◆ Point annotation dataset records ◆

☆ ☆ ☆ ☆ ☆ ☆ ☆

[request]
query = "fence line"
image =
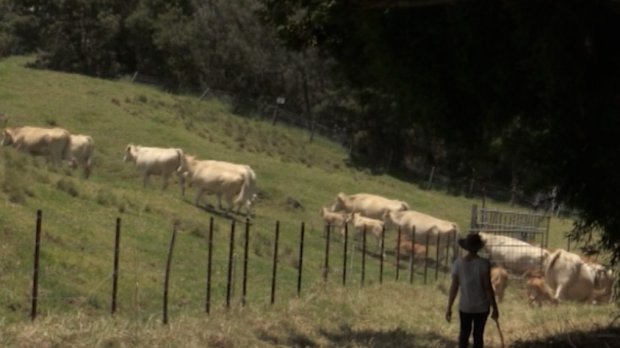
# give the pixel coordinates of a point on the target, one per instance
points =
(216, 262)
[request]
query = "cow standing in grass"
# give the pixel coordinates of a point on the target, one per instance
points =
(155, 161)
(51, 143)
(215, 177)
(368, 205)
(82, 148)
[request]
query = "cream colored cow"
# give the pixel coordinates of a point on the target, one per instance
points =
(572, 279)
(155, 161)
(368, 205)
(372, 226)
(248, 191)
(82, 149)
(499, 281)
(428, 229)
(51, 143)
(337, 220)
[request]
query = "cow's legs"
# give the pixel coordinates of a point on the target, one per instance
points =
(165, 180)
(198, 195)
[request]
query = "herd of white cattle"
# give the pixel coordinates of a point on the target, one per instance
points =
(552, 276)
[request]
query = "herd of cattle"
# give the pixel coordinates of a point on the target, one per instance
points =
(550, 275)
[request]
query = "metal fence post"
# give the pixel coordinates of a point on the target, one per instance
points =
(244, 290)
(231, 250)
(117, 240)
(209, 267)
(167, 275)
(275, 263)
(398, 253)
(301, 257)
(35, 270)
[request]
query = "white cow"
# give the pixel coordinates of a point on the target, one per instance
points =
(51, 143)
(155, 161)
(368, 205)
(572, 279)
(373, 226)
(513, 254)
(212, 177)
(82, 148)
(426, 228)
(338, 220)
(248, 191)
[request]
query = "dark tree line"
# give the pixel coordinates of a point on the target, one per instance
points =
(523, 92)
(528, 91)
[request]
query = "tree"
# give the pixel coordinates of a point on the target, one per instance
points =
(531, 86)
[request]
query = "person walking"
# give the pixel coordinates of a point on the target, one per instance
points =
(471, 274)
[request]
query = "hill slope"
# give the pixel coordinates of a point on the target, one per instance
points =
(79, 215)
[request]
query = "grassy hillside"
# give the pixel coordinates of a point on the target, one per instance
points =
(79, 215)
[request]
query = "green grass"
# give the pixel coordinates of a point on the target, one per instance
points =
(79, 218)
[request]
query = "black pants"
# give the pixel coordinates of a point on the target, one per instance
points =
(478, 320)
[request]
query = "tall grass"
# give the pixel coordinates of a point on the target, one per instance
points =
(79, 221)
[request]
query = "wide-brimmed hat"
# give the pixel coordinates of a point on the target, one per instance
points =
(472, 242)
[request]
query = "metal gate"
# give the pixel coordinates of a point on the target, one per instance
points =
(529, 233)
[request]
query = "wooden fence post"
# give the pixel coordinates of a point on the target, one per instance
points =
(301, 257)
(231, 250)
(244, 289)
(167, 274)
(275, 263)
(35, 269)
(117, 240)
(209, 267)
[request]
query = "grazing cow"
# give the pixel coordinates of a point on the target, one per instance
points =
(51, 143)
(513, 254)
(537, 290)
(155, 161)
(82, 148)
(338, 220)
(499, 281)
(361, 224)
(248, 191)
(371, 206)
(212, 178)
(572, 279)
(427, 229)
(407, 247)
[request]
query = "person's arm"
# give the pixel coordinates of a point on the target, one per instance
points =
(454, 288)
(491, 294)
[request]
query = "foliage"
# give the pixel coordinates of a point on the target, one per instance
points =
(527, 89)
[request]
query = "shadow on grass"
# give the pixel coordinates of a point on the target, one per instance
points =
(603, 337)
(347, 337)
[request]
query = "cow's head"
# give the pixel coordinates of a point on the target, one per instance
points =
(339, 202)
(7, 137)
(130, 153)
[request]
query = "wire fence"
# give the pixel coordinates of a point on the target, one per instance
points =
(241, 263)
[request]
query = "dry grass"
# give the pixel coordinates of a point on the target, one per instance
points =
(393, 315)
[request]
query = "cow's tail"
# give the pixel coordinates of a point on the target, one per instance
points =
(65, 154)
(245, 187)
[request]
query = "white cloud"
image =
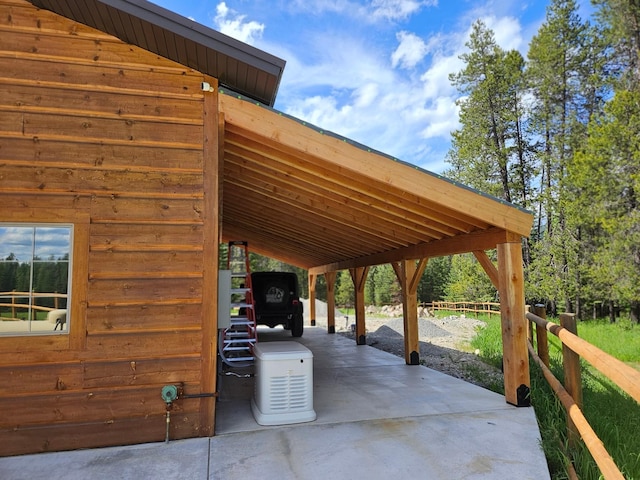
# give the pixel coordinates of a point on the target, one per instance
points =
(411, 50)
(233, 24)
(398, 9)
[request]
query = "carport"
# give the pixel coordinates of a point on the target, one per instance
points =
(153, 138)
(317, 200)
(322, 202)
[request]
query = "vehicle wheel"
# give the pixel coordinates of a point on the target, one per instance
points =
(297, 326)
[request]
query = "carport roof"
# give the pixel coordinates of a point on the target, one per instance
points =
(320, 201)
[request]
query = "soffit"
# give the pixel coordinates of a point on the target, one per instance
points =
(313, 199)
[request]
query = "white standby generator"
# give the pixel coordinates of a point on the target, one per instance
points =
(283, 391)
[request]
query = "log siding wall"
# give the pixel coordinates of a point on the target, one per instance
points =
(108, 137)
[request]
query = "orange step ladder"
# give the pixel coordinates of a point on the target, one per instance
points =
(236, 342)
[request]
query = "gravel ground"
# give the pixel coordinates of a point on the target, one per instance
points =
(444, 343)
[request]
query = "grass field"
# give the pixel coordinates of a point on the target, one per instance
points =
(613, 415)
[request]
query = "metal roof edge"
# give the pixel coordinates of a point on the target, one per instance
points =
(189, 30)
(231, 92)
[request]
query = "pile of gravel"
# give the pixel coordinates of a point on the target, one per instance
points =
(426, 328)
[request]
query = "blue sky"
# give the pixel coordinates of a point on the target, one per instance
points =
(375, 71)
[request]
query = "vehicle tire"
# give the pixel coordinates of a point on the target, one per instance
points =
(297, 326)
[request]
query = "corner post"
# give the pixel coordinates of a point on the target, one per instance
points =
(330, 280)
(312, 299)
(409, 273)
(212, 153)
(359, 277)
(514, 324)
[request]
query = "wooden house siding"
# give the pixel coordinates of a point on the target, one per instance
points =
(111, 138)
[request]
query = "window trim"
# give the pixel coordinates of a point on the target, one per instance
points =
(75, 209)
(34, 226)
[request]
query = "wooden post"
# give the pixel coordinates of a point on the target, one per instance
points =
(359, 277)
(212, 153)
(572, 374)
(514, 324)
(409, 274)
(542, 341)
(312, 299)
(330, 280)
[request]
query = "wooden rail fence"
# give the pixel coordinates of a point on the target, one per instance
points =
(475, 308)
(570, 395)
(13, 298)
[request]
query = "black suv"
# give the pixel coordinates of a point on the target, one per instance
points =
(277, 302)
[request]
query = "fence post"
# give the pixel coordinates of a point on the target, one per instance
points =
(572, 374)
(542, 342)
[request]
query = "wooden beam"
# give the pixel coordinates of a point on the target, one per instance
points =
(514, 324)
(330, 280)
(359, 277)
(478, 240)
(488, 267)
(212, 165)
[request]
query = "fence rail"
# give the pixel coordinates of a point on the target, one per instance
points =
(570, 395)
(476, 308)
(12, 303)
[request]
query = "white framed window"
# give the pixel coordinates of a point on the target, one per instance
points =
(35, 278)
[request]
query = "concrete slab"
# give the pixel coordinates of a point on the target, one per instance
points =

☆ ☆ ☆ ☆ ☆ ☆ ☆

Write the material out again exactly as it appears, dropping the pictures.

◆ The response ◆
[request]
query = "fence line"
image =
# give the pixel coordinates of a point on the target, one per instance
points =
(216, 262)
[request]
query = "cow standing in grass"
# give the pixel coordinates of a point on the target, one per instance
points =
(155, 161)
(51, 143)
(215, 177)
(368, 205)
(82, 148)
[request]
query = "cream colored cow"
# give the pixel coordinates of a point on the target, one per instance
points =
(572, 279)
(155, 161)
(368, 205)
(372, 226)
(248, 191)
(82, 149)
(499, 281)
(428, 229)
(51, 143)
(337, 220)
[request]
query = "cow's legs"
# give the pixel coordinates of a point on the target, one per instance
points =
(165, 180)
(198, 195)
[request]
query = "herd of white cattle"
# give the pixel coordinates of a point on the target, one per instance
points =
(552, 276)
[request]
query = "herd of cattle"
# give the pixel coordinates of a point on the target, one per instance
points =
(550, 275)
[request]
query = "metal fence post"
# give the pixel coordinates of a point on the target, one per instance
points =
(244, 290)
(231, 250)
(117, 240)
(209, 267)
(167, 275)
(275, 263)
(398, 253)
(301, 257)
(35, 270)
[request]
query = "white cow"
# give the pixel coordinates of a point on the target, one per instance
points =
(51, 143)
(155, 161)
(368, 205)
(572, 279)
(373, 226)
(513, 254)
(212, 177)
(82, 148)
(426, 228)
(338, 220)
(248, 191)
[request]
query = "dark tree line"
# give the pixel coordinates of a point on the target, one per instance
points =
(523, 92)
(528, 91)
[request]
query = "tree"
# give the pixel coordinates of a point on the target, one per instance
points =
(531, 86)
[request]
query = "person walking"
# give the pixel coordinates of a point on the target, one per instance
points =
(471, 274)
[request]
query = "hill slope"
# give the pixel coordinates of a point on the target, one per instance
points =
(79, 215)
[request]
query = "grassy hillside"
# give the pixel coordinates of a point on the target, one per instance
points =
(79, 215)
[request]
query = "green grass"
# give the pixel coordinates of a point on the target, one per instance
points =
(79, 218)
[request]
query = "black pants"
# give the pixel coordinates of a point on the target, one per instance
points =
(478, 320)
[request]
query = "tall grass"
# give the pixel coordinates of a point on the target, one per instance
points =
(79, 221)
[request]
query = "wide-brimmed hat"
# give the pixel coordinates of a point on the target, one per instance
points =
(472, 242)
[request]
query = "metal gate"
# give the pixel coordinates of a point on the target, one per instance
points =
(529, 233)
[request]
query = "wooden fence post"
# give the pixel coordinates of a point on the target, one per instance
points =
(301, 257)
(231, 250)
(244, 289)
(167, 274)
(275, 263)
(35, 269)
(117, 240)
(209, 267)
[request]
query = "grazing cow"
# give the pixel coordinates of a point on the target, one per instance
points =
(51, 143)
(513, 254)
(537, 290)
(155, 161)
(82, 148)
(338, 220)
(499, 281)
(361, 224)
(248, 191)
(371, 206)
(212, 178)
(572, 279)
(427, 229)
(407, 247)
[request]
query = "person's arm"
# give the pixel coordinates of a point on the target, one per instance
points =
(454, 288)
(491, 294)
[request]
query = "foliage"
# give the pixel coordinates of a point on the target, one per instance
points =
(527, 89)
[request]
query = "shadow on grass"
# give the pixel coordinates of a point on the target, one per instance
points =
(603, 337)
(347, 337)
[request]
query = "cow's head"
# give the pixel coordinates of a point on the target, one per instance
points =
(339, 202)
(7, 137)
(130, 153)
[request]
query = "wire fence"
# give the pixel coordinates of a point on the target, one per instance
points =
(241, 263)
[request]
query = "dry grass"
# give the pixel coordinates of a point on the target, one per instance
points =
(393, 315)
[request]
query = "cow's tail"
# give the pixel coordinates of a point on the target, one per instance
points =
(65, 154)
(245, 187)
[request]
query = "white cloud"
image =
# give the pixel coordinates of a point on the target, one per instance
points =
(411, 50)
(233, 24)
(398, 9)
[request]
query = "carport"
# give the pixel coordinates of a point on the target, one per instance
points =
(153, 138)
(317, 200)
(322, 202)
[request]
query = "vehicle wheel"
# give the pixel coordinates of a point on the target, one per instance
points =
(297, 326)
[request]
query = "carport roof"
# give the pixel coordinates of a point on the target, one per instance
points =
(320, 201)
[request]
query = "soffit"
# give the pixel coordinates of a point on the target, one per instance
points =
(313, 199)
[request]
query = "white standby generator"
# give the pixel coordinates of a point on the target, one per instance
points =
(283, 391)
[request]
query = "log siding wall"
# give the pixel coordinates of a point on the target, one per instance
points =
(108, 137)
[request]
query = "orange step ladder"
# give the pixel coordinates of a point on the target, one per instance
points =
(236, 342)
[request]
query = "gravel ground"
# give the pixel coordinates of a point on the target, one per instance
points =
(444, 343)
[request]
query = "grass field"
# give the pixel coordinates of a point on the target, one per instance
points =
(613, 415)
[request]
query = "metal roof edge"
# give the pixel coordinates of a point on the target, one per instance
points =
(189, 30)
(231, 92)
[request]
query = "pile of gravel"
# give the pixel coordinates of a point on the target, one per instance
points =
(426, 328)
[request]
query = "blue sky"
# give the pixel coordinates of a point on the target, one per instance
points =
(375, 71)
[request]
query = "vehicle tire"
# give the pixel coordinates of a point on the target, one per instance
points =
(297, 326)
[request]
query = "corner post"
# give the pixel coordinates of a point on the target, one per instance
points =
(330, 280)
(312, 299)
(409, 273)
(212, 153)
(359, 277)
(514, 324)
[request]
query = "wooden house siding"
# give the pixel coordinates of a point on the target, one per instance
points =
(111, 138)
[request]
query = "window trim"
# give the pixel coordinates of a point on the target, one per instance
points =
(75, 209)
(34, 226)
[request]
query = "wooden post"
# give the pixel coordinates of a point on the target, one per instance
points =
(359, 277)
(212, 153)
(572, 374)
(514, 324)
(409, 274)
(542, 341)
(312, 299)
(330, 280)
[request]
query = "wooden rail fence"
# give the pixel coordinates of a point on the target, one per instance
points =
(475, 308)
(570, 395)
(13, 298)
[request]
query = "black suv"
# give the pixel coordinates of a point on the target, one per instance
points =
(277, 302)
[request]
query = "fence post"
# give the pixel coordinates of a point on the target, one per instance
points =
(572, 374)
(542, 342)
[request]
query = "wooden beam"
# give the pixel coordinates of a point on the target, one per instance
points =
(514, 324)
(330, 280)
(359, 277)
(478, 240)
(488, 267)
(212, 165)
[request]
query = "fence rail"
# give the pixel coordinates of a point on the target, one per instance
points =
(570, 395)
(476, 308)
(12, 303)
[request]
query = "white framed window"
# give the pixel coordinates of a point on the target, one per instance
points =
(35, 278)
[request]
query = "concrete slab"
# give the pixel coordinates of a point on the target, one per instance
points =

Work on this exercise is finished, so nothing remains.